Prior to August 2020, the Federal Reserve (Fed) had a flexible 2 percent inflation target. This meant that the Fed attempted to achieve 2 percent inflation each year without consideration of previous misses to that target. The target was called flexible, as opposed to strict, because it left open the possibility that the Fed could temporarily deviate from it to stabilize unemployment. A strict inflation target would require that the Fed focus only on inflation. Arguably, flexible inflation targeting was more appropriate given the Fed’s mandate to promote price stability as well as full employment.

After years of generally undershooting the 2 percent target, in August 2020, Fed chair Jerome Powell announced the Fed’s transition to a “flexible average inflation targeting” (FAIT or AIT) framework where the Fed would aim to achieve 2 percent inflation over time. Under FAIT, the Fed factors previous undershoots or overshoots into its decisions to achieve 2 percent inflation on average. Powell also clarified that since the framework is flexible, average inflation is not defined by a mathematical formula. Rather, the Federal Open Market Committee (FOMC) retains some discretion in what it considers to be average inflation, and as in the case of the previous framework, it could deviate from its inflation target to achieve its employment target. Ironically, although this framework was developed in the context of low inflation and announced shortly after a period of brief deflation in 2020, inflation then rose unexpectedly to rates not seen in decades in 2021.

What would Milton Friedman, the great monetarist economist, say about this framework?

Before answering that question, this essay addresses what framework Friedman would most favor today. Although we cannot know for sure, Friedman would have strong reason to support a nominal GDP level target (NGDPLT) where the Fed would stabilize the volume of total dollar spending or nominal income. An NGDPLT is a velocity-adjusted money supply target, which can be thought of as a modern version of the Friedman’s constant “k-percent” money growth rule.

The essay then argues that Friedman would think of FAIT as a “mixed bag.” Even though a policy of making up for past misses is desirable, he would likely be critical of the discretion the Fed retains under FAIT. The Fed justifies the discretionary character of FAIT by arguing discretion is needed to fulfill its entire mandate.

One way for the Fed to make FAIT more rules based, while also retaining the ability to fulfill its mandate more easily, would be for the Fed to explicitly embrace former Fed vice chair Richard Clarida’s description of the new framework as a temporary price-level target (TPLT). Under a TPLT, the Fed would stabilize the price level rather than inflation, the growth of the price level, but only when interest rates are at the zero lower bound (ZLB). Outside of the ZLB, the Fed engages in flexible inflation targeting. In two important respects, a TPLT behaves similarly to an NGDPLT. First, both allow for level targeting at the ZLB. Second, both allow for the Fed to not react to negative supply shocks, which raise inflation, but also unemployment. Insofar as FAIT approaches TPLT, which itself approaches NGDPLT, Friedman would argue that FAIT could be a step in the right direction toward a more ideal policy.

-*-

TASK SET:
a – According to the monetary policy text, what framework did Jerome Powell announce in August 2020?
b – Continue the monetary policy text from its final sentence.

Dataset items

-*-

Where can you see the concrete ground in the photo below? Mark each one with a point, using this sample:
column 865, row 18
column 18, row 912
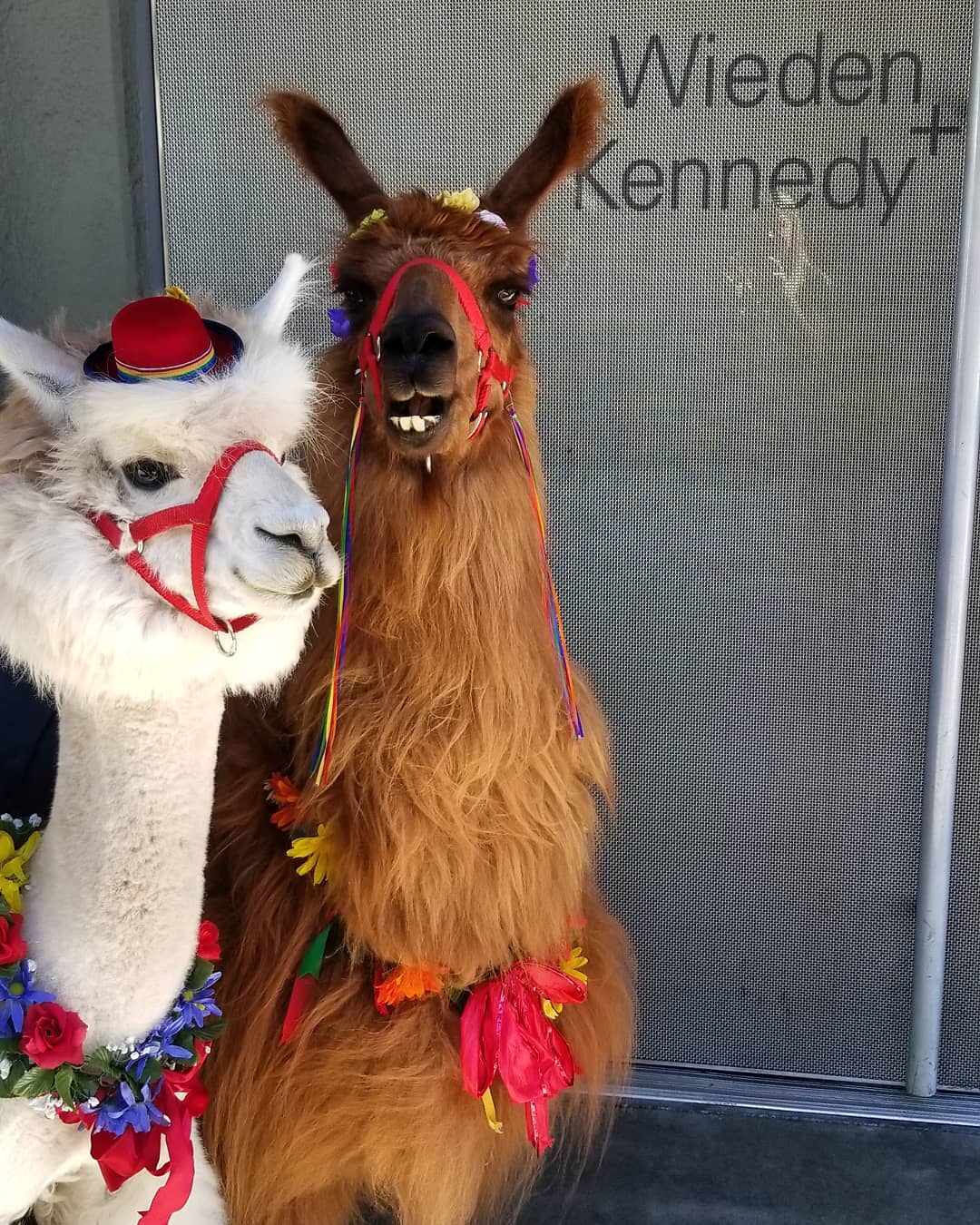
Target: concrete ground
column 685, row 1166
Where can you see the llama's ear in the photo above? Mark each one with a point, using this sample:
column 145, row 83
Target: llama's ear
column 320, row 143
column 565, row 141
column 45, row 373
column 272, row 311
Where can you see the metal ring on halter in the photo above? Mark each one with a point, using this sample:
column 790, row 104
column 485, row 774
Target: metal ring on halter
column 233, row 644
column 124, row 525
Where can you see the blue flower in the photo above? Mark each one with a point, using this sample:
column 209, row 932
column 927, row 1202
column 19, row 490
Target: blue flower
column 339, row 322
column 124, row 1110
column 156, row 1046
column 193, row 1007
column 16, row 996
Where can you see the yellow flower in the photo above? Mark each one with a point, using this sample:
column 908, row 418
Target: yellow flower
column 571, row 965
column 316, row 851
column 373, row 218
column 466, row 200
column 13, row 870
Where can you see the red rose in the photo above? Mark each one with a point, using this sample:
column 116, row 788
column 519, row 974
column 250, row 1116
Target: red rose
column 53, row 1036
column 207, row 942
column 13, row 947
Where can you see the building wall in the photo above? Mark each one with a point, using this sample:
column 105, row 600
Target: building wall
column 74, row 216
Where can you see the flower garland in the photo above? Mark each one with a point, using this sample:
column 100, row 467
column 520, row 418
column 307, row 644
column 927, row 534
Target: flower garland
column 507, row 1021
column 130, row 1096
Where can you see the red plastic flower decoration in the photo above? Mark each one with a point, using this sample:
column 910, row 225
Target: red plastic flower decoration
column 505, row 1032
column 207, row 942
column 53, row 1036
column 286, row 798
column 13, row 947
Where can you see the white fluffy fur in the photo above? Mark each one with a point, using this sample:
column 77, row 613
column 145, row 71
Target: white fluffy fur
column 118, row 884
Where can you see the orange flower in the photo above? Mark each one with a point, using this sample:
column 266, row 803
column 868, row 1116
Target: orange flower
column 407, row 983
column 286, row 798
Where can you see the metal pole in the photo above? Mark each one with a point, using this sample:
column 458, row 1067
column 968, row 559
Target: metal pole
column 949, row 626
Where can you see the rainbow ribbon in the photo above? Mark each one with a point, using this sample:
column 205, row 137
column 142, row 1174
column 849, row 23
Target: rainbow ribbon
column 552, row 595
column 320, row 767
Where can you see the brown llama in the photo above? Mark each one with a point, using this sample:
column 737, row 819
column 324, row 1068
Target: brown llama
column 458, row 810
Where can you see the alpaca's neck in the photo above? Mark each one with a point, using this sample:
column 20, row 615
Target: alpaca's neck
column 116, row 889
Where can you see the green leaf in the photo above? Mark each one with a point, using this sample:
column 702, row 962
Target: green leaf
column 201, row 972
column 18, row 1066
column 64, row 1082
column 34, row 1083
column 102, row 1061
column 151, row 1072
column 84, row 1088
column 185, row 1039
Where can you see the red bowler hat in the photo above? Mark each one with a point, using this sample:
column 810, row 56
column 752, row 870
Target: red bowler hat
column 163, row 338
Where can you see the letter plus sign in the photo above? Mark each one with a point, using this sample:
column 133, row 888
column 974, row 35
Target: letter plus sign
column 935, row 130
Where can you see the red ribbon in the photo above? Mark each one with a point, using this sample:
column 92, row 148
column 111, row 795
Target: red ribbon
column 181, row 1098
column 504, row 1032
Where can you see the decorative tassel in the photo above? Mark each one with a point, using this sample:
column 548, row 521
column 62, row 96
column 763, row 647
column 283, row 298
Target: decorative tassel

-*-

EXERCISE ANSWERS:
a – A "flexible average inflation targeting" (FAIT or AIT) framework, under which the Fed would aim to achieve 2 percent inflation over time.

b –
FRIEDMAN AND THE K-PERCENT RULE

Friedman is closely associated with monetarism, the school of thought that emphasizes the role of money in business cycles. Although money can affect real variables, including unemployment and output in the short run, it affects only nominal variables, including inflation and nominal income in the long run. Put differently, money is nonneutral in the short run and neutral in the long run. Friedman bolstered the case for monetarism with what is perhaps his most famous work, A Monetary History of the United States: 1867–1960, coauthored with Anna J. Schwartz. In A Monetary History, Friedman and Schwartz showed empirically that changes in the US money supply led to changes in other macroeconomic variables. The most famous chapter of their book argues that a collapse in the money supply precipitated the Great Depression.

Throughout his career as an economist and public intellectual, Friedman criticized central bank discretion and preferred rules to constrain central bank behavior. Although he argued price stability should be a central bank’s ultimate goal, monetary policy affected other variables with “long and variable lags.” Fallible central bankers, faced with uncertainty about the future and operating with imperfect information, would be more likely to destabilize the economy rather than stabilize it if they attempted to target the price level, a variable beyond their control. Instead of trying to target the price level, a central bank should target money supply growth as an intermediate goal.

Friedman’s preference was to target the M2 money supply (currency, demand deposits, savings deposits, money market funds, and small-time deposits) at a growth rate of 3–5 percent. Take the famous equation of exchange

MV= PY,

where M is the nominal money stock; V is the velocity of money or the rate at which money is exchanged; P is the price level, measured by a price index such as the Consumer Price Index; and Y is real output (usually measured as real GDP). Both sides of the equation equal nominal income (usually measured as nominal GDP). We can also take the dynamic form of this equation where each variable is in growth rates:

m + v = p + y,

where m is the growth of money, v is the growth of velocity, p is the growth of the price level (inflation), and y is the growth of real output.

If m and v are stable, then the growth of nominal GDP is also stable. Friedman understood that velocity was not perfectly stable and that stable money growth was not a theoretical ideal. Despite this, he argued constant money growth was the best a central bank could do.

By the late 1960s, money growth had become quite high, and for the next decade, money growth and inflation both rose significantly. In October 1979, Fed chair Paul Volcker announced changes in policy to target the growth of the M1 money supply. This initially seemed to be a major victory for monetarists, including Friedman, who called the change “long overdue.”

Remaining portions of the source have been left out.